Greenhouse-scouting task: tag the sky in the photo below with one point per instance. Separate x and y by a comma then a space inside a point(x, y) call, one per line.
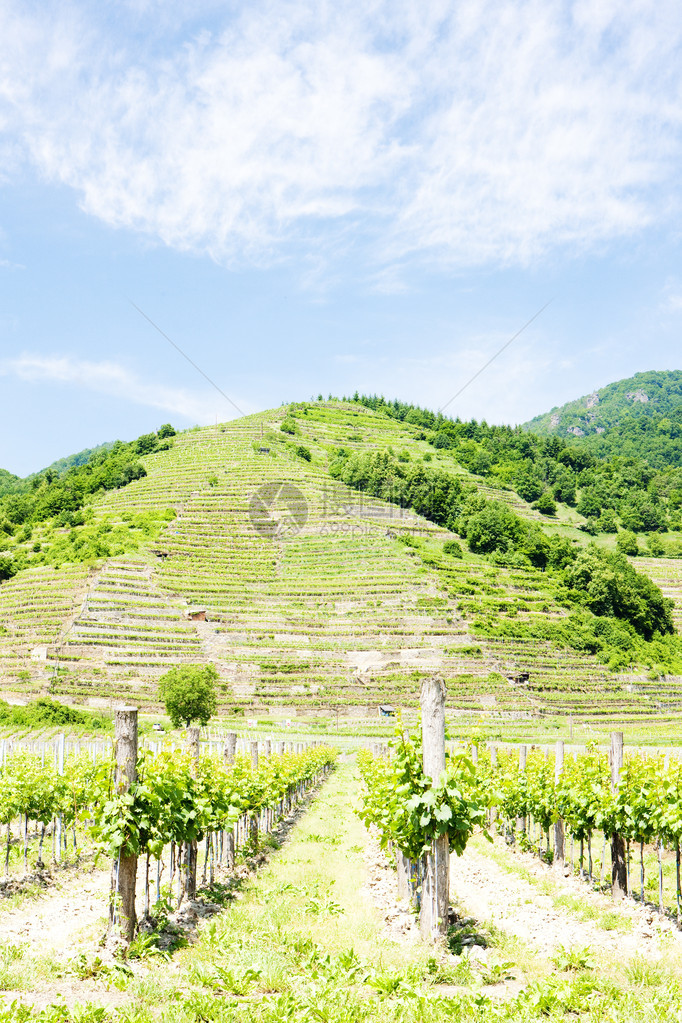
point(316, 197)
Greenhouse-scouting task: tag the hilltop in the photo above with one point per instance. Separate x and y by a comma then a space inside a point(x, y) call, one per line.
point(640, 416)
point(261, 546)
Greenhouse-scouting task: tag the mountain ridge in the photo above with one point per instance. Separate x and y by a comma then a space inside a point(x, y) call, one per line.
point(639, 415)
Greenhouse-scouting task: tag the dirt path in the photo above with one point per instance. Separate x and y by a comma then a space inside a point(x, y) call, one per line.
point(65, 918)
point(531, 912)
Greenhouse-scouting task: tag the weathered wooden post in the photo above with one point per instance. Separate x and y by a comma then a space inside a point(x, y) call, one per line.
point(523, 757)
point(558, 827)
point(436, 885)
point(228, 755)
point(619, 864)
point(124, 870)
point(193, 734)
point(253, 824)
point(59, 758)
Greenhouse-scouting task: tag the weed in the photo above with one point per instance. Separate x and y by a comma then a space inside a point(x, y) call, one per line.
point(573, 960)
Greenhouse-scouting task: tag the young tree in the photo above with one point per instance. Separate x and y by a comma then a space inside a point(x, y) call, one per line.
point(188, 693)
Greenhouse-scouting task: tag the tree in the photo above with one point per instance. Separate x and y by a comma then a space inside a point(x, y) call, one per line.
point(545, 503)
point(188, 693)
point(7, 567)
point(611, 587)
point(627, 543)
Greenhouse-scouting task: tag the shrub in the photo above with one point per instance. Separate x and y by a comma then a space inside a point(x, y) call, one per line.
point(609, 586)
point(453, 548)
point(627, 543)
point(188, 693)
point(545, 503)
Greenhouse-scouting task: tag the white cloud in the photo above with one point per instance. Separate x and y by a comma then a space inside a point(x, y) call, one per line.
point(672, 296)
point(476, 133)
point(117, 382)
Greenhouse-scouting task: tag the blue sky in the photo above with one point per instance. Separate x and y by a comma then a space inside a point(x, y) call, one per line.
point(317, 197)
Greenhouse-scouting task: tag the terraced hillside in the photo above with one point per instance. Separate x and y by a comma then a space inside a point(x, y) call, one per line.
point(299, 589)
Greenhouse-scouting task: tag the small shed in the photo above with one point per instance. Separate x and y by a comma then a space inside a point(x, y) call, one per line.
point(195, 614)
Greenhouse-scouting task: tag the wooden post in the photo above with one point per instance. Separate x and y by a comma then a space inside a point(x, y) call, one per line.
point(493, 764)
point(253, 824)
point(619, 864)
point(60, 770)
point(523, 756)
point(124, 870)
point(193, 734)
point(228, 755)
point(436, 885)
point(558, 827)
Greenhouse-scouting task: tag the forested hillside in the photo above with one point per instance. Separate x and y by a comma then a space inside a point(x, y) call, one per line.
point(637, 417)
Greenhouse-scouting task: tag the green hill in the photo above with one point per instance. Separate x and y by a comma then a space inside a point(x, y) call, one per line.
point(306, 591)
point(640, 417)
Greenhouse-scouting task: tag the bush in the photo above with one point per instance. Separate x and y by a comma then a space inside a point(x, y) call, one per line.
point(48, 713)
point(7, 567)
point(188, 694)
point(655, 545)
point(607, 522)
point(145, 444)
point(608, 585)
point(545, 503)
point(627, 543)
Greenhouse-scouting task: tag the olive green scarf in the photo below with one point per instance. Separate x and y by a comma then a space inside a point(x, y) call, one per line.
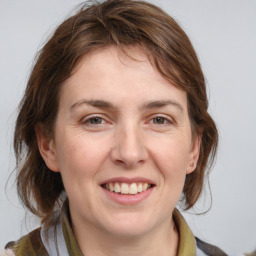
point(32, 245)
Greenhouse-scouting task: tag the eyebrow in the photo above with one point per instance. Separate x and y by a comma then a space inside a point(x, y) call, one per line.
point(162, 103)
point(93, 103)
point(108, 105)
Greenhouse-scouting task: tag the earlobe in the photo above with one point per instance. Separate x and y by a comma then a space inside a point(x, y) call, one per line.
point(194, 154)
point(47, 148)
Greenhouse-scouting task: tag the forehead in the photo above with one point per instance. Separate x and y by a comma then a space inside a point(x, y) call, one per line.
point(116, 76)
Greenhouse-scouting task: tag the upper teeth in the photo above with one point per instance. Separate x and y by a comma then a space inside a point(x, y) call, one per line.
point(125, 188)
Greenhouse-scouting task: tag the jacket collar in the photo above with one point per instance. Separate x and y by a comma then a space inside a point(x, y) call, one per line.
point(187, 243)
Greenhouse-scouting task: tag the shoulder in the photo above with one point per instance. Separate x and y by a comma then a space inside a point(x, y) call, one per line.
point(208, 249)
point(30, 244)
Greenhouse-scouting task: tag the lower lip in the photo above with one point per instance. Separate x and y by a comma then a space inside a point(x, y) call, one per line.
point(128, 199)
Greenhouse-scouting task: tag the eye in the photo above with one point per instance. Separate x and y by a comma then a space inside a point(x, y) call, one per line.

########################################

With every picture removed, give the entries above again exactly.

Greenhouse-scouting task: tag the sky in the photo below with one point per instance. Separate x and y by a comma then a space inside a point(x, y) call, one per line.
point(316, 197)
Greenhouse-scouting task: tag the hilltop in the photo above with one point per instance. Separate x and y by a comma then a space inside a point(x, y) call, one per line.
point(640, 416)
point(261, 546)
Greenhouse-scouting task: tag the mountain ridge in the photo above with one point per instance. Separate x and y by a comma then a space inside a point(x, y) call, one per line.
point(639, 415)
Greenhouse-scouting task: tag the dirt path in the photo above with one point per instance. Separate x and y by a comma then a space inside a point(x, y) call, one per line.
point(65, 918)
point(531, 912)
Greenhouse-scouting task: tag the weathered wooden post in the photo above with one point per instance. Separate x and y by a comma then a space inside a point(x, y) call, one per line.
point(523, 757)
point(558, 827)
point(436, 885)
point(228, 755)
point(619, 864)
point(124, 870)
point(193, 734)
point(253, 824)
point(59, 758)
Greenhouse-scouting task: tag the weed in the photo above with one point per instance. Separate x and y by a comma then a space inside a point(x, y) call, one per line.
point(573, 960)
Greenhouse-scouting task: tag the young tree in the photo above with one point per instance. Separate x and y by a comma then a space inside a point(x, y) call, one per line.
point(188, 693)
Greenhouse-scouting task: tag the tree in the photo above with one point per instance. Separate x and y by a comma then a space inside a point(x, y) call, one per line.
point(545, 503)
point(188, 693)
point(7, 567)
point(611, 587)
point(627, 543)
Greenhouse-scouting task: tag the shrub in the photo above with one point per instance. Separate x and y by a comma then a space inside a point(x, y) call, one per line.
point(609, 586)
point(453, 548)
point(627, 543)
point(188, 693)
point(545, 503)
Greenhouse-scouting task: tag the white cloud in the photo above with one point per instance. Separate x and y by a comma then a space inside a point(x, y) call, one per line.
point(672, 296)
point(476, 133)
point(117, 382)
Greenhouse-scouting task: tag the blue sky in the photo above with one point per instance. Separate x and y by a comma then a space inside a point(x, y) call, one per line.
point(317, 197)
Greenhouse-scouting task: tag the terraced hillside in the photo above with one point per instance. Separate x and y by a comma then a space inside a point(x, y) call, one per line.
point(299, 589)
Greenhouse-scouting task: tag the small shed in the photo above with one point per instance. Separate x and y by a comma then a space inside a point(x, y) call, one per line.
point(195, 614)
Greenhouse-scouting task: tag the wooden post in the photo above with one point per instance. Separate x and y by a comma then a space inside a point(x, y) call, one per line.
point(493, 764)
point(253, 824)
point(619, 864)
point(60, 770)
point(523, 756)
point(124, 870)
point(193, 734)
point(228, 755)
point(436, 885)
point(558, 827)
Greenhouse-scouting task: tag the forested hillside in the photo above with one point per instance. Separate x and y by a comma then a space inside a point(x, y) call, one per line.
point(637, 417)
Greenhouse-scouting task: tag the green hill in the photo above with one point per instance. Separate x and y by a comma then a space inside a point(x, y) call, one per line.
point(306, 591)
point(640, 417)
Greenhouse-scouting task: tag the bush in the photo above with one point per instance. Separate x and y by a comma then a space inside a point(x, y) call, one per line.
point(48, 713)
point(7, 567)
point(188, 694)
point(655, 545)
point(607, 522)
point(145, 444)
point(608, 585)
point(545, 503)
point(627, 543)
Greenhouse-scouting task: tag the olive green scarf in the photo below with one point per instance. Separate x and y by a comma then a space inside a point(x, y) call, one per line.
point(32, 245)
Greenhouse-scouting task: tag the eyebrow in the photo above with one point per instance. Separate x and y by a comma then a space inside a point(x, y) call, one per line.
point(162, 103)
point(93, 103)
point(108, 105)
Greenhouse-scouting task: tag the earlobe in the photo above with one point per instance. Separate x and y by a comma then a space inside a point(x, y) call, one per line.
point(194, 154)
point(47, 148)
Greenhouse-scouting task: tag the forehead in the photo above with one point per instance. Separate x and y by a comma then a space inside a point(x, y) call, one per line.
point(116, 76)
Greenhouse-scouting task: tag the upper teeth in the photo above with one point per instance. Separate x and y by a comma then a space inside a point(x, y) call, one per line.
point(125, 188)
Greenhouse-scouting task: tag the jacket collar in the photo above with one point per instance. Separate x and y by a comma then a space inside a point(x, y) call, one per line.
point(187, 243)
Greenhouse-scouting task: tag the shoulder in the photo above with one point per instance. Separate x and y by a comma then a space inside a point(x, y) call, one per line.
point(208, 249)
point(30, 244)
Greenhouse-scouting task: tag the lower lip in the photo above with one point per instance. Separate x and y by a comma then a space inside a point(x, y) call, one per line.
point(128, 199)
Greenhouse-scouting task: tag the eye in the photo above with one point per instance. Separate x and y by a comma then a space inside a point(x, y) call, one per line.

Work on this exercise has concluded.